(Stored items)
* * * * * * *

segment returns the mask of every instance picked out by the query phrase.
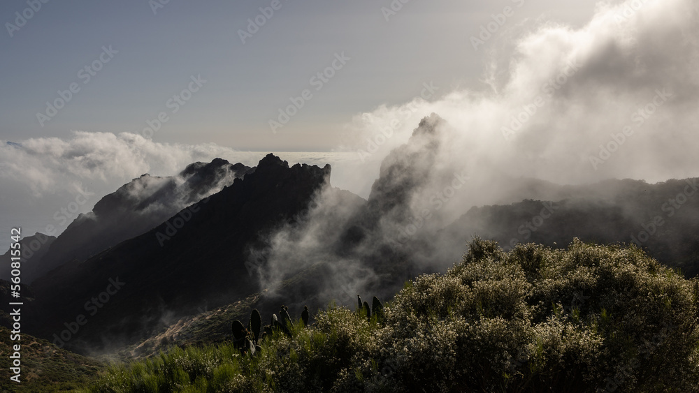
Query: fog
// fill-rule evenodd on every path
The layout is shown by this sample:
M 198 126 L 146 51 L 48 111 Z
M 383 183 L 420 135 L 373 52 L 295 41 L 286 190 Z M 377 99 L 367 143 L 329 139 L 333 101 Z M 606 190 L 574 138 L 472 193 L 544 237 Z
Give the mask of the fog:
M 698 10 L 691 0 L 600 3 L 582 28 L 542 21 L 505 35 L 512 41 L 500 46 L 512 50 L 492 52 L 487 89 L 357 114 L 343 148 L 359 163 L 341 179 L 333 176 L 333 185 L 368 204 L 338 212 L 345 202 L 319 194 L 300 224 L 269 239 L 261 286 L 274 292 L 282 278 L 312 267 L 320 293 L 352 304 L 352 292 L 385 289 L 371 284 L 382 274 L 373 267 L 384 258 L 404 272 L 428 271 L 435 260 L 447 267 L 444 258 L 465 244 L 439 250 L 432 243 L 473 206 L 551 196 L 528 188 L 526 179 L 584 184 L 696 176 Z M 445 121 L 433 117 L 415 131 L 431 113 Z M 347 246 L 357 227 L 360 240 Z

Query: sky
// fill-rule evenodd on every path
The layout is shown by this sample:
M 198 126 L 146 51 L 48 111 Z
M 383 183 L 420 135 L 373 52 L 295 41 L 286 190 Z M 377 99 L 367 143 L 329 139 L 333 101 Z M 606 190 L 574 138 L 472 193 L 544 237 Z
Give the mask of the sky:
M 396 0 L 402 8 L 384 15 L 382 8 L 391 8 L 388 0 L 280 0 L 268 18 L 259 8 L 269 10 L 271 0 L 159 1 L 165 3 L 48 1 L 18 29 L 7 24 L 17 26 L 15 13 L 29 8 L 27 1 L 3 1 L 1 138 L 143 133 L 147 121 L 166 112 L 168 120 L 154 141 L 331 151 L 354 114 L 408 101 L 424 83 L 439 87 L 440 94 L 485 87 L 483 54 L 493 43 L 474 50 L 469 37 L 505 6 L 514 13 L 498 34 L 540 17 L 579 25 L 593 10 L 589 1 Z M 256 18 L 261 27 L 250 26 L 248 20 Z M 241 38 L 242 31 L 254 33 Z M 98 63 L 101 69 L 89 80 L 87 71 L 79 77 L 103 47 L 112 48 L 113 57 Z M 322 85 L 318 79 L 312 84 L 336 54 L 349 60 Z M 172 113 L 168 100 L 187 89 L 193 75 L 206 82 Z M 73 82 L 80 91 L 65 107 L 50 120 L 38 119 L 37 113 L 46 114 L 47 101 Z M 269 121 L 305 89 L 312 98 L 273 132 Z
M 366 198 L 431 112 L 454 130 L 445 165 L 559 184 L 699 171 L 696 1 L 161 3 L 0 5 L 0 232 L 62 230 L 79 195 L 87 212 L 217 156 L 297 152 L 281 154 Z

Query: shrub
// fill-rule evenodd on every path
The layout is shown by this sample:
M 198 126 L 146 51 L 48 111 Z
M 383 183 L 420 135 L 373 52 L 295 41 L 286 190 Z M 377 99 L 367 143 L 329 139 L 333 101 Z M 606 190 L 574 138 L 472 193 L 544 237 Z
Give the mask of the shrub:
M 696 392 L 698 299 L 699 281 L 633 246 L 506 253 L 477 239 L 371 318 L 358 299 L 356 311 L 296 321 L 254 356 L 175 350 L 113 368 L 89 391 Z

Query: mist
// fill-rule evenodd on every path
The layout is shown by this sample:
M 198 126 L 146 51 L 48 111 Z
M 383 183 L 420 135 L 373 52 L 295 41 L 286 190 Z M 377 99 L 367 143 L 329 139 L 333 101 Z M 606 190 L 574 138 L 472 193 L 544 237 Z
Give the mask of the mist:
M 352 304 L 352 292 L 382 291 L 375 279 L 389 272 L 373 269 L 379 260 L 396 258 L 406 272 L 456 262 L 465 242 L 433 244 L 475 206 L 553 200 L 560 193 L 545 190 L 549 182 L 696 176 L 698 17 L 690 0 L 600 2 L 579 29 L 542 21 L 504 34 L 511 41 L 498 47 L 512 50 L 491 53 L 482 91 L 357 114 L 342 147 L 359 163 L 342 184 L 368 202 L 352 211 L 336 193 L 319 194 L 308 216 L 269 239 L 261 288 L 273 292 L 316 267 L 319 292 Z M 353 227 L 376 204 L 374 222 Z M 359 240 L 338 249 L 356 228 Z

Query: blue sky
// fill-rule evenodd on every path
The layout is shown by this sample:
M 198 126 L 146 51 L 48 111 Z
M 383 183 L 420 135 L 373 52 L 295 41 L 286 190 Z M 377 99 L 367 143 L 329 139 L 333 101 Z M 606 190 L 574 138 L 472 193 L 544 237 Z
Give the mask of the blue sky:
M 10 38 L 6 24 L 29 5 L 3 1 L 1 138 L 66 138 L 71 130 L 138 133 L 165 111 L 172 116 L 155 141 L 329 151 L 353 115 L 406 102 L 423 83 L 442 92 L 486 88 L 483 54 L 496 44 L 475 51 L 469 37 L 504 7 L 515 10 L 507 28 L 540 17 L 580 25 L 593 11 L 590 1 L 412 0 L 387 21 L 382 8 L 391 8 L 388 0 L 281 0 L 243 44 L 238 31 L 271 3 L 170 0 L 154 13 L 147 0 L 50 1 Z M 104 45 L 118 54 L 83 84 L 78 72 Z M 289 97 L 315 89 L 310 78 L 343 52 L 351 59 L 345 66 L 273 133 L 269 120 Z M 207 82 L 170 113 L 166 103 L 192 75 Z M 42 126 L 36 113 L 73 82 L 79 93 Z

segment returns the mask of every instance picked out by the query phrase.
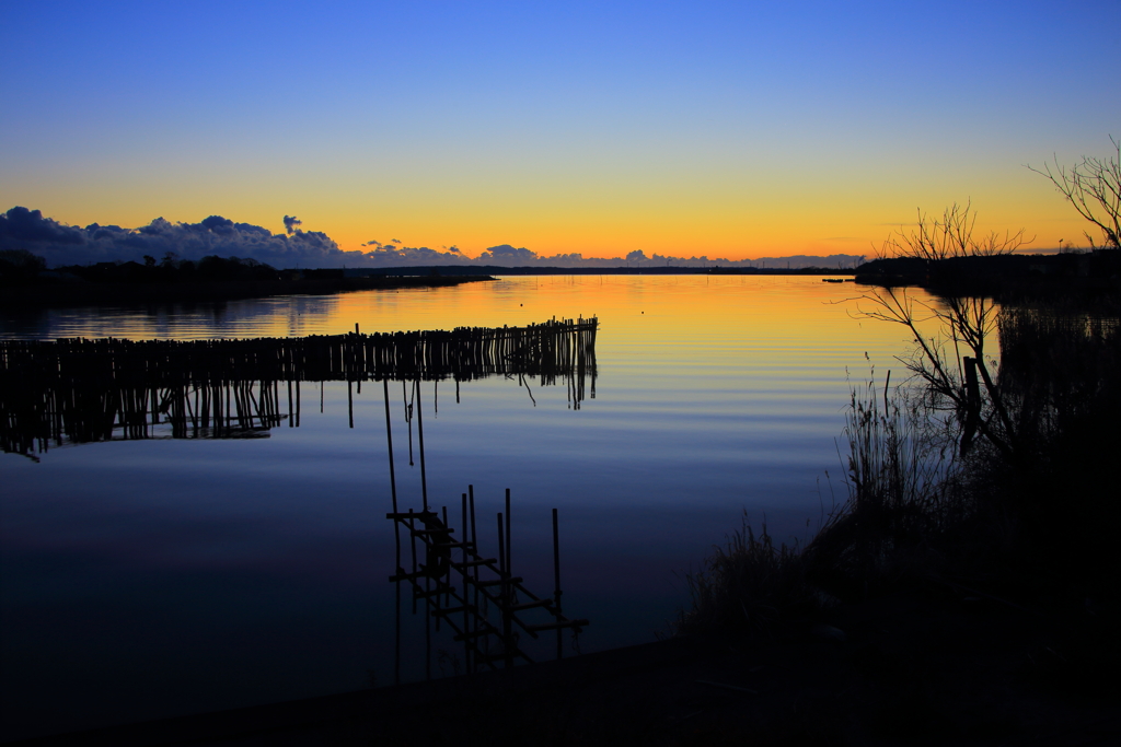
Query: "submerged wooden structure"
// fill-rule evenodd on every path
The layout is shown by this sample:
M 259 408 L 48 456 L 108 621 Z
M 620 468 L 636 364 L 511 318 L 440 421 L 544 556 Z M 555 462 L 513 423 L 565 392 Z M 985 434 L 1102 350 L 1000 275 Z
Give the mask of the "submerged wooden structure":
M 299 424 L 300 383 L 564 381 L 595 396 L 597 320 L 451 332 L 217 340 L 0 340 L 0 447 L 113 439 L 253 438 Z M 351 414 L 353 424 L 353 412 Z
M 425 618 L 425 673 L 432 678 L 433 627 L 451 628 L 454 641 L 463 644 L 466 673 L 482 669 L 513 666 L 518 661 L 531 662 L 520 645 L 522 635 L 538 638 L 541 633 L 556 635 L 556 657 L 564 656 L 564 633 L 578 635 L 589 625 L 586 619 L 569 618 L 562 611 L 560 540 L 557 510 L 553 510 L 553 594 L 539 597 L 530 591 L 525 579 L 512 570 L 512 515 L 510 489 L 506 491 L 506 512 L 497 515 L 498 557 L 481 552 L 475 524 L 474 486 L 461 495 L 458 540 L 447 506 L 436 511 L 428 503 L 425 475 L 424 419 L 419 401 L 419 381 L 414 382 L 417 435 L 420 450 L 419 511 L 401 508 L 397 497 L 393 463 L 392 420 L 389 404 L 389 382 L 382 383 L 386 402 L 386 439 L 389 454 L 389 483 L 392 511 L 386 519 L 393 522 L 396 571 L 389 577 L 397 585 L 397 661 L 393 678 L 401 678 L 401 587 L 408 585 L 413 614 L 418 604 Z M 411 451 L 411 429 L 409 435 Z M 409 460 L 413 464 L 413 460 Z M 408 538 L 408 568 L 402 559 L 402 532 Z M 536 618 L 536 619 L 535 619 Z

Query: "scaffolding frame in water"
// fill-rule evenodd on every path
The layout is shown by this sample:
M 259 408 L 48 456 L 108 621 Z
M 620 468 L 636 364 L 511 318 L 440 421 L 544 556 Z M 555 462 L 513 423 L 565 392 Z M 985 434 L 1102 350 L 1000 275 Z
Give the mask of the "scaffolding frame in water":
M 474 486 L 461 494 L 460 526 L 448 519 L 447 506 L 435 511 L 428 504 L 425 473 L 424 419 L 417 400 L 417 431 L 420 451 L 420 511 L 401 511 L 397 499 L 397 478 L 393 465 L 393 439 L 389 410 L 389 383 L 383 382 L 386 396 L 386 438 L 389 447 L 389 479 L 392 511 L 386 519 L 393 522 L 396 543 L 396 572 L 389 580 L 397 585 L 397 657 L 393 665 L 395 682 L 400 682 L 401 591 L 407 585 L 413 614 L 418 603 L 425 615 L 425 674 L 432 678 L 432 633 L 446 625 L 454 639 L 463 644 L 464 665 L 467 673 L 481 667 L 498 669 L 499 664 L 513 666 L 518 660 L 531 662 L 518 645 L 522 634 L 539 638 L 541 633 L 556 633 L 556 656 L 564 656 L 564 632 L 580 634 L 589 620 L 566 617 L 560 598 L 560 542 L 557 510 L 553 508 L 553 595 L 540 597 L 525 586 L 525 579 L 515 576 L 511 553 L 510 489 L 506 491 L 506 512 L 497 515 L 498 557 L 480 552 L 475 523 Z M 415 382 L 419 398 L 419 381 Z M 409 568 L 402 562 L 402 530 L 408 538 Z M 492 620 L 492 615 L 494 619 Z M 531 616 L 539 620 L 532 622 Z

* * * * * * *

What is expected: Copy everything from the start of the records down to the line containing "M 698 10 L 691", including both ends. Leave the pictures out of your copy.

Written answer:
segment returns the mask of every instance picked out by the query phrase.
Query: fog
// fill-rule evenodd on every path
The layout is shown by this sample:
M 198 126 L 146 51 L 48 111 Z
M 383 183 L 420 135 L 373 52 L 295 41 L 286 190 Z M 377 99 L 367 143 L 329 139 L 333 101 Z M 606 190 L 574 138 L 472 193 L 544 237 Z
Give the mask of the fog:
M 698 10 L 691 0 L 600 3 L 582 28 L 542 21 L 505 35 L 512 41 L 500 46 L 512 50 L 492 52 L 487 89 L 357 114 L 343 148 L 359 163 L 341 179 L 333 176 L 333 185 L 368 204 L 338 212 L 345 202 L 319 194 L 300 224 L 269 239 L 261 286 L 274 292 L 282 278 L 312 267 L 320 293 L 352 304 L 352 292 L 385 289 L 371 284 L 382 274 L 373 267 L 384 258 L 404 272 L 428 271 L 435 260 L 447 267 L 444 258 L 465 244 L 439 250 L 432 243 L 473 206 L 551 196 L 528 188 L 526 179 L 584 184 L 696 176 Z M 445 121 L 433 117 L 415 131 L 431 113 Z M 347 246 L 357 227 L 360 240 Z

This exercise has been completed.